Your assignment:
Do not include the pictures; repeat the rest of the data exactly.

Point localization data:

• • •

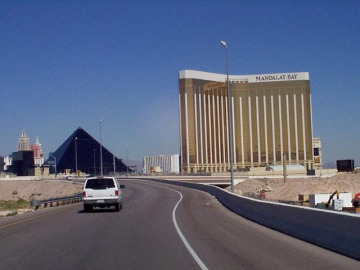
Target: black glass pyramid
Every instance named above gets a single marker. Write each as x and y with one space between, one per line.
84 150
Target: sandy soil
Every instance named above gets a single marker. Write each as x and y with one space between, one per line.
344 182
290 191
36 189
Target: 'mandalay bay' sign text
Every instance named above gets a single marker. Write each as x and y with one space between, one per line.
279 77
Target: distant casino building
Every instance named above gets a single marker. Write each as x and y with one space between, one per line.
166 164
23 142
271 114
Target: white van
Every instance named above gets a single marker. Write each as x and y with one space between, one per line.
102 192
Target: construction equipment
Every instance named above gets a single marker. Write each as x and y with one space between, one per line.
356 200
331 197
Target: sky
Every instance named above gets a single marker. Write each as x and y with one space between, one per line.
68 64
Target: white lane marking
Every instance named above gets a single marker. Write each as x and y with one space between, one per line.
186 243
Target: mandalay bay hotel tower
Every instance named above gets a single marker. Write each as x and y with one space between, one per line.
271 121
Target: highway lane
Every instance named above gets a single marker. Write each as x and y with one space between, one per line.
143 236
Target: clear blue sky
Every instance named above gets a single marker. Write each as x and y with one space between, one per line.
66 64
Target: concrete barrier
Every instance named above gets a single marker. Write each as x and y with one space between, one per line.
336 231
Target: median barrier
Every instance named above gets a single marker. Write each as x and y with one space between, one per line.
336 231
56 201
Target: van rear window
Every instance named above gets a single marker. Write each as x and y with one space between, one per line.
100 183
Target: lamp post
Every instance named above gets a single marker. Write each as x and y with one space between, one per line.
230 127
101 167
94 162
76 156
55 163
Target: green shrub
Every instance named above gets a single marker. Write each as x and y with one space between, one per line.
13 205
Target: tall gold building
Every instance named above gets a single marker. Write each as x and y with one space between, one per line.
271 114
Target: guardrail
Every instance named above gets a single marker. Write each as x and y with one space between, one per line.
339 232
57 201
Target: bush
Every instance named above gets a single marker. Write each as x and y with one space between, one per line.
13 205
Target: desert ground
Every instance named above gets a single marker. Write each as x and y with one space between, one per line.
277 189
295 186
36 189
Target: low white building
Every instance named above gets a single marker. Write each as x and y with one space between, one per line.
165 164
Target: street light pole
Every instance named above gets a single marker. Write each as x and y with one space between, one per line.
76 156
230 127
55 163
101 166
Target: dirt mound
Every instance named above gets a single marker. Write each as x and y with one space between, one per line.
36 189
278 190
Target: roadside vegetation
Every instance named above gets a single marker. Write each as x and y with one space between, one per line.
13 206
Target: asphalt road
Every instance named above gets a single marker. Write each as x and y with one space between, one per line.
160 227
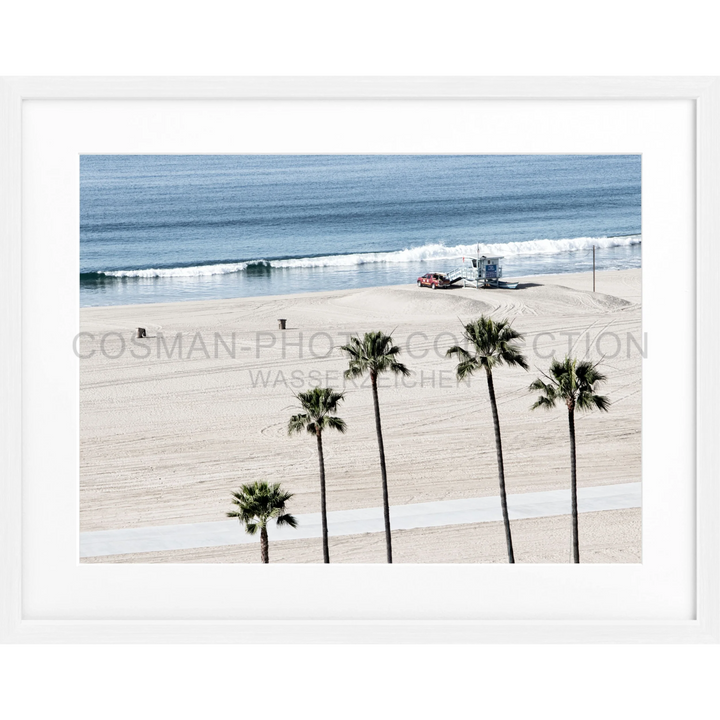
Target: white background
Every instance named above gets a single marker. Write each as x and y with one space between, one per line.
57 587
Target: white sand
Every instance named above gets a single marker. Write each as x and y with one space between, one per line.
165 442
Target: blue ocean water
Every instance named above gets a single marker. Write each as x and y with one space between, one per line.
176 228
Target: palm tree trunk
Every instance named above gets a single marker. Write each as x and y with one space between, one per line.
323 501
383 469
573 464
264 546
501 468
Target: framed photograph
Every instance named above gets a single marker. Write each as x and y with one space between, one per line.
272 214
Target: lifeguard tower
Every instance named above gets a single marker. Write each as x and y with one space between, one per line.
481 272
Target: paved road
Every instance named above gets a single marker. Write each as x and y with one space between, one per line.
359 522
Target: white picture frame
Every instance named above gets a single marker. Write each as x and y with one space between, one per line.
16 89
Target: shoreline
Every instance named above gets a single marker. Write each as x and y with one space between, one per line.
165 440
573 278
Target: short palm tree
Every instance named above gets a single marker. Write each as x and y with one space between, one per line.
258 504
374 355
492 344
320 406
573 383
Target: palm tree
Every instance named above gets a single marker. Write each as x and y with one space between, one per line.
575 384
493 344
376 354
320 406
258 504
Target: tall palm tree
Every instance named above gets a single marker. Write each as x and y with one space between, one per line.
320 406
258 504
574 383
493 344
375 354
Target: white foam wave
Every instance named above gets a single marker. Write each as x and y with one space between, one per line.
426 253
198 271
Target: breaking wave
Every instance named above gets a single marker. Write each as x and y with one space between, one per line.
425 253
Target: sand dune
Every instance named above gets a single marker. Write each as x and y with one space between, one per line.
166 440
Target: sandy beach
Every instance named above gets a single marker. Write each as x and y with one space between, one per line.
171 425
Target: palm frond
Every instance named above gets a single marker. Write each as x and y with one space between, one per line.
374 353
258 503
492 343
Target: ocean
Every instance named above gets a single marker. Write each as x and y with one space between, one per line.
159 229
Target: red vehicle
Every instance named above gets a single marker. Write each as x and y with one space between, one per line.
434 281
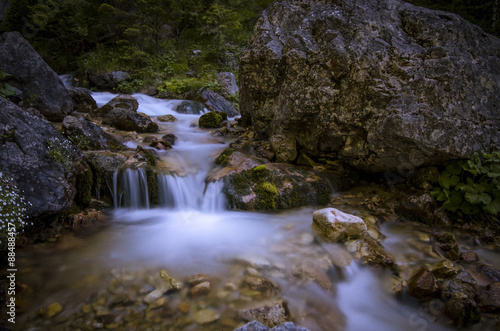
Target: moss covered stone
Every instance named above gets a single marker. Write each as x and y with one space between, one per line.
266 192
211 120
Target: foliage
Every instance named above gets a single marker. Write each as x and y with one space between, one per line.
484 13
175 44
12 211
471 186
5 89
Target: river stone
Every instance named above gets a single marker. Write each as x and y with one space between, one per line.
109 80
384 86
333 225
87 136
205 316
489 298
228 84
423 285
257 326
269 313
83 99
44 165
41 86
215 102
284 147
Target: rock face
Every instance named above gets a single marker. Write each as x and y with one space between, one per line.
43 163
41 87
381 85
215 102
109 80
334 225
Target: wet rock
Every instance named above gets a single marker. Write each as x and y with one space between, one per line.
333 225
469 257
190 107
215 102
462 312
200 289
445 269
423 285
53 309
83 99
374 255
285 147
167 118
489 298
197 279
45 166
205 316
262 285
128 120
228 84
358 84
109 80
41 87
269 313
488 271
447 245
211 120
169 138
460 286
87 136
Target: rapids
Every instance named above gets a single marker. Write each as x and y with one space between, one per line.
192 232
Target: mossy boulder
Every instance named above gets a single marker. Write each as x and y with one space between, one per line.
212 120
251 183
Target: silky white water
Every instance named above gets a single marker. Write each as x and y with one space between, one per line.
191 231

• • •

Solution to the exercise:
Target: black glass pyramid
Every instance named above gets a single marker. Write each as x and y with one space between, one per line.
84 150
Target: sandy soil
Every instance named above gets a single marker. Write each as x and y with one space between, one per line.
344 182
290 191
36 189
Target: 'mandalay bay' sign text
Every instance named above gets a single marker. Write each as x and y with one space between, one per line.
279 77
Target: distant casino building
Every instance named above gets a single marker. Write each as x and y with one space between, one per line.
166 164
23 142
271 114
Target: white van
Every instance named above gets a single marker. Write each as x and y with one space between, one per line.
102 192
Target: construction equipment
Every instance named above gets a single marker. Write each as x and y with one space between, one per line.
356 200
331 197
Target: sky
Every instance named above gets a single marker. Write each as x and y with one space between, one per line.
68 64
Target: white lane marking
Every instance named above gets a single marker. Write each as x and y with one space between, one per line.
186 243
Target: mandalay bay hotel tower
Every instance named above gets a single marker. Write each as x and y with one space between, one per line.
271 121
Target: highway lane
Every instance named above gets a single marker. Write each as x and y with one space between, one per line.
143 236
Target: clear blue sky
Every instance named above gets a single marker. Write each as x and y with one space between, one per line.
66 64
Target: concrete barrier
Every instance named above gets a single marker. Write each as x and y with one space between, one per line.
336 231
Target: median barrier
Every instance named above gets a single marker. Write each as x and y with one space between, one per line.
336 231
56 201
Target: van rear window
Every instance named above gets a single marker. Write each as x and y with one space between, one per line.
100 183
Target: lamp post
Every instance named above gets a single marker. Write each as x and y with one space between, one per line.
230 127
101 167
94 162
76 156
55 163
Target: green shrub
Every instance named above gets a single marker. Write each as x and y with one space between, one per line.
13 205
Target: tall gold building
Every instance named above gets a single marker. Write each as x and y with one space between, one per line.
271 114
Target: guardrail
Every instance named above gets a single marker. Write each as x and y with one space between, one per line.
339 232
57 201
Target: bush
Every instance named above gets a single marker. Write each as x and y with one space between, one per line.
13 205
Target: desert ground
Every instance named above gets a single marker. Write each as x and y with one space between, one per line.
277 189
295 186
36 189
Target: low white building
Every instance named above gets a single marker. Write each as x and y with one space between, one per line.
165 164
Target: street light pole
Every instance named above gets a single marker. Write each as x and y with one space between, one per line.
76 156
230 127
55 163
101 166
Target: dirt mound
Every instance named above gets a single marker. Write each as x and y with one space between, one per line.
36 189
278 190
Target: roadside vegetation
Every instance named above gets a single marker. Write each as x and y with one space between, one per line.
13 206
Target: asphalt road
Every instance named above gets a single marker. Write each as x and y with one space between, one per line.
160 227
Target: white background
Every instance named above gets a single marker. Write each as x and y with one space between, one per line.
57 587
Target: white sand
Every instance named above gets a single marker. Write each as x and y with one space between, one per line.
165 442
Target: blue ocean water
Every instance named above gets a single marker. Write each as x and y with one space between, one per line.
176 228
Target: palm tree trunk
Every instance named above gets a single marker. Write each as x and y with one space between, one per line.
323 501
383 469
573 464
264 546
501 468
Target: framed photograph
Every instance named above gets a single marker. Write each as x and y with one space between, one per line.
272 214
Target: lifeguard tower
Every instance named above gets a single marker. Write each as x and y with one space between, one per line.
481 272
Target: paved road
Every instance named above gets a single marker. Write each as x and y with one space between, one per line.
359 522
Target: white picture frame
Every instance named above gets a single marker. Write each as x and y with one space between, one per line.
16 89
Target: shoreline
Every instance named above gets a single marker. Write each as x and y with one space between, one per line.
165 440
573 278
Target: short palm tree
Every instance named above gets a single marker. Write each as x and y with one space between, one per line.
258 504
374 355
492 344
320 406
573 383
Target: palm tree
Every instance named above gets a single marker. Write each as x and y with one space between, one per line.
575 384
493 344
376 354
320 406
258 504
Target: tall palm tree
Every instance named above gets a single marker. Write each as x and y with one space between, one per line.
320 406
258 504
574 383
493 344
375 354
Target: white foam wave
Every instance named above gets a single marker. Write each as x and y with one space between, one per line.
426 253
198 271
Target: breaking wave
Every instance named above gets a single marker. Write each as x and y with one space between, one per line.
425 253
Target: sand dune
Every instance named above gets a single marker. Write each as x and y with one space between, one per line.
166 440
Target: sandy beach
Every instance named above gets a single marker. Write each as x and y with one space between, one per line.
171 425
Target: palm frond
Every instance named above gets a single marker. Write each as x and y with one space between, one per line.
374 353
258 503
492 343
Target: ocean
Every instance named above gets a single marker. Write each as x and y with one space between, one per line.
159 229
Target: red vehicle
Every instance named above gets a single marker. Write each as x and y with one space between, one per line.
434 281
Target: moss covered stone
Every instance named above gets a single marker. Write each as x and y with one space between, one per line.
266 192
211 120
Target: foliage
Every instance named above gets a single marker. Write each as x and y with one space between, one per line.
484 13
175 44
12 211
471 186
5 89
Target: river stone
Every instance named above gets a single marker. Write each as x and y with one space between, one per line.
109 80
384 86
333 225
87 136
205 316
489 298
228 84
423 285
257 326
269 313
83 99
44 165
41 86
215 102
284 147
Target: rock face
Every instance named above gets a single marker. Write each as x and y with one space between, one per line.
43 163
41 87
381 85
215 102
109 80
334 225
Target: wet rock
Every instance named above gets a single marker. Write each as x and y with one space between, one per line.
333 225
469 257
190 107
215 102
462 312
200 289
445 269
423 285
53 309
83 99
374 255
285 147
167 118
489 298
197 279
45 166
205 316
262 285
128 120
228 84
358 84
109 80
41 87
269 313
488 271
447 245
211 120
169 138
460 286
87 136
Target: rapids
Every instance named above gets a single marker. Write each as x and y with one space between, one per line.
192 232
Target: mossy boulder
Every instance named above gets a single marker. Write each as x and y with one space between, one per line.
212 120
251 183
Target: silky white water
Every instance named above gets a single marker. Write each as x and y with one space between, one per line.
191 231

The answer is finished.